▶ SHORT EXERCISE
Which lines below contain the word "wall", counting only matches with the same case? Show each of those lines in full.

══ STORED DATA

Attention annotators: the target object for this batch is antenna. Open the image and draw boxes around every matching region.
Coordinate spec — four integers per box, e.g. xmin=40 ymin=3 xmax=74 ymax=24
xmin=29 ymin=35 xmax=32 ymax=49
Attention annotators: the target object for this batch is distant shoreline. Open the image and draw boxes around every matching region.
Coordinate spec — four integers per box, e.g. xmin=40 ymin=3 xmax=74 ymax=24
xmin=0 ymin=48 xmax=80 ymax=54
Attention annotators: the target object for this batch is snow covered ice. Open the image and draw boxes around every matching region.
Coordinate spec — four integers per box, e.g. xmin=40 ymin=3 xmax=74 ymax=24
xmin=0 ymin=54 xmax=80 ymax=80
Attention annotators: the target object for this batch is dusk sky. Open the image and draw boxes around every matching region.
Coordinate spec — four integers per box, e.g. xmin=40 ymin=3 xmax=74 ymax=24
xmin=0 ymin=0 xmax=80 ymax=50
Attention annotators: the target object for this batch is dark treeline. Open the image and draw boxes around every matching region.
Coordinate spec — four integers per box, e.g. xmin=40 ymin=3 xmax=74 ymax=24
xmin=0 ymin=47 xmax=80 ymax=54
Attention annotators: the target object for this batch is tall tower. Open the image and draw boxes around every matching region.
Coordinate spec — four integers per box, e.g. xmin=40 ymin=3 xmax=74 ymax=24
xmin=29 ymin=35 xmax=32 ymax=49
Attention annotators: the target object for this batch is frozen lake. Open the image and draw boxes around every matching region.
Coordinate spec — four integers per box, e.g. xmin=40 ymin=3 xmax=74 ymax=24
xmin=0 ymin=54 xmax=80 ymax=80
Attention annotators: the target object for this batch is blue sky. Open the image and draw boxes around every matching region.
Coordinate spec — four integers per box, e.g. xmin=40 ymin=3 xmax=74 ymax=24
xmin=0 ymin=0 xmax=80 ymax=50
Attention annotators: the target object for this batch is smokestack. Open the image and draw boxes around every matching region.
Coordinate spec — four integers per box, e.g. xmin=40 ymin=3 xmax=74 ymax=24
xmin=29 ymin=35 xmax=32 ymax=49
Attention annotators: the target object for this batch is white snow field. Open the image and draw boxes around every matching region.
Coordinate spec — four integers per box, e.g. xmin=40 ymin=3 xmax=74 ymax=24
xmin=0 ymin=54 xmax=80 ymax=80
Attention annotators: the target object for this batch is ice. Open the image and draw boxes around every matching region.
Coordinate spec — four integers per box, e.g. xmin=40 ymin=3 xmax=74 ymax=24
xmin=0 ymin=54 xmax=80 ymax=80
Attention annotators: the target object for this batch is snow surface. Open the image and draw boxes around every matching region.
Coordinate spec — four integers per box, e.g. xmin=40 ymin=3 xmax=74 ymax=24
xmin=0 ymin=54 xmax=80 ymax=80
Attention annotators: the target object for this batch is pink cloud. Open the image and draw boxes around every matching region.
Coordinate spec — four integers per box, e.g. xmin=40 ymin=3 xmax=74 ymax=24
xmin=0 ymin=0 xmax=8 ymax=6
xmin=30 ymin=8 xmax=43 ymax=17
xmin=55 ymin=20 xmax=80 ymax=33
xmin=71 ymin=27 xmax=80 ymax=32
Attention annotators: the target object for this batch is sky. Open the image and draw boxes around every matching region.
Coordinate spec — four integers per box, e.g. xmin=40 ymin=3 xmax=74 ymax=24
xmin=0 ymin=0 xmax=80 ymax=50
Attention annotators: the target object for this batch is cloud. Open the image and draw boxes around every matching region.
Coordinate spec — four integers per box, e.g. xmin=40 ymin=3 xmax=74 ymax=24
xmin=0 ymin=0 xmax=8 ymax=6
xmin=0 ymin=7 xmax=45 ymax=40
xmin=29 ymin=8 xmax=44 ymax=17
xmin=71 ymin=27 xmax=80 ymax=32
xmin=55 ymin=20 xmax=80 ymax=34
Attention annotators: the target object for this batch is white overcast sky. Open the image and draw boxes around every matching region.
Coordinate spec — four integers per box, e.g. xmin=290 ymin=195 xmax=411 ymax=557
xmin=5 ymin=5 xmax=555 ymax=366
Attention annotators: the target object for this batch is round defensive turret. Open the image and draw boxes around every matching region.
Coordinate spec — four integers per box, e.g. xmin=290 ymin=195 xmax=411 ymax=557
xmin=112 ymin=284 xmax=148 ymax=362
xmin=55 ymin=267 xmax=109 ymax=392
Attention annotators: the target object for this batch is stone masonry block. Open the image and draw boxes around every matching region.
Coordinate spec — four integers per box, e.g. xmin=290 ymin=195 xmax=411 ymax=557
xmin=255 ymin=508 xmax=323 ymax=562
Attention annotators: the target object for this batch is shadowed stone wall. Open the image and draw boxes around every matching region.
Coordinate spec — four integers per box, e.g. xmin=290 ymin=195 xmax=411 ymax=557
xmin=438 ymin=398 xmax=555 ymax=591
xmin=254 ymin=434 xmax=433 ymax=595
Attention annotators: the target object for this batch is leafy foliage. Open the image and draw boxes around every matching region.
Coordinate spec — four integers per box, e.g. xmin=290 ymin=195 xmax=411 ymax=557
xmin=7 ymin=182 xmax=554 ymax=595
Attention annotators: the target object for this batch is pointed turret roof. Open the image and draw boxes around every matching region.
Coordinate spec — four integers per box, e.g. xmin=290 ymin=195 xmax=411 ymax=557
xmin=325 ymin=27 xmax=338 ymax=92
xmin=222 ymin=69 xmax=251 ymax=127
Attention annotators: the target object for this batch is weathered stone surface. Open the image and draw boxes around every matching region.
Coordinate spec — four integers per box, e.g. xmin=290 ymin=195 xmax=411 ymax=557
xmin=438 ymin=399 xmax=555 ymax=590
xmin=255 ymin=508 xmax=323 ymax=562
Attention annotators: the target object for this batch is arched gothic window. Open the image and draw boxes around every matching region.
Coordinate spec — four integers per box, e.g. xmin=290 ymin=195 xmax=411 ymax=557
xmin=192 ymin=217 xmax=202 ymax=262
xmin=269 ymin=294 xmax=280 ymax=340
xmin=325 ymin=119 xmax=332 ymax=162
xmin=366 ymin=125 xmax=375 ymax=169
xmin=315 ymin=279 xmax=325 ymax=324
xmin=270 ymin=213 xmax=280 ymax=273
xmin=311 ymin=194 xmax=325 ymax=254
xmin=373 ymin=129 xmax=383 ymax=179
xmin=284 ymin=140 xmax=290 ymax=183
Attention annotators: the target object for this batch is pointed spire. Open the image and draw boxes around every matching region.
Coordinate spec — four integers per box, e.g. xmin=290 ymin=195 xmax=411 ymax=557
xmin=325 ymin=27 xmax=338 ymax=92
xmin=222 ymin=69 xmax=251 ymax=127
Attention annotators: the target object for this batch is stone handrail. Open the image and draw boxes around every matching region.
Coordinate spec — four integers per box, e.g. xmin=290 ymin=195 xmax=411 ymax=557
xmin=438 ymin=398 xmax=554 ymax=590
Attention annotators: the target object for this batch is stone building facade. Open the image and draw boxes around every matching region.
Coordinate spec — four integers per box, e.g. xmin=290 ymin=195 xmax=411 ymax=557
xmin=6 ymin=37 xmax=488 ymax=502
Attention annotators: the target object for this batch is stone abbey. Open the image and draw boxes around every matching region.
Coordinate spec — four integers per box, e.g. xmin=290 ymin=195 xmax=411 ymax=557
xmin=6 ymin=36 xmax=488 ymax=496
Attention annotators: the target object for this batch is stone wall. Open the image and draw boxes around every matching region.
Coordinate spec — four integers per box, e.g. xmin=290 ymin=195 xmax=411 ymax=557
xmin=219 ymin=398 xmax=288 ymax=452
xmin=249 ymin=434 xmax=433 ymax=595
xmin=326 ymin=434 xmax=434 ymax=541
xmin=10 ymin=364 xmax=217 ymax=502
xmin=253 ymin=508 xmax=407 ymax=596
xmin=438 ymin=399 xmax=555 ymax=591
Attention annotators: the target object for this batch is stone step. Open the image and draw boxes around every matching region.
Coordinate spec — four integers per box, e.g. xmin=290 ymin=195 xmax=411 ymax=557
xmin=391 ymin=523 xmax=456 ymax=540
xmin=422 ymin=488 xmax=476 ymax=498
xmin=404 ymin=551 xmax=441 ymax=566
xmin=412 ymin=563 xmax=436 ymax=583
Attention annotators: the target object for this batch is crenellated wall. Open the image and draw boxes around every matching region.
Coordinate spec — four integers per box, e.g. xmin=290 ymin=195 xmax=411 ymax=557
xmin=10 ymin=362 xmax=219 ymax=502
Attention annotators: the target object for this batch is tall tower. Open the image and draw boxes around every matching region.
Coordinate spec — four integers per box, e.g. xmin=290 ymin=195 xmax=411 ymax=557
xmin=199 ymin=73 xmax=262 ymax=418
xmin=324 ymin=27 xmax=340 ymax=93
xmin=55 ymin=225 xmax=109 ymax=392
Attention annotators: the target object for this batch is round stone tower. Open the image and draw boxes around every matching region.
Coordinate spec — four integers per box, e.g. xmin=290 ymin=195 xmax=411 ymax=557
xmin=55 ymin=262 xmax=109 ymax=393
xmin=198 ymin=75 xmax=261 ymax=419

════

▶ TASK ANSWER
Attention annotators: the target object for this batch is shadowed stone wall. Open the image and draw boxes around every matching region.
Attention annotators: the target object for this batch is stone wall. Open the image and draw boxes around every matching region.
Attention annotators: the target object for this batch is crenellated wall. Open the image and draw boxes around every matching region.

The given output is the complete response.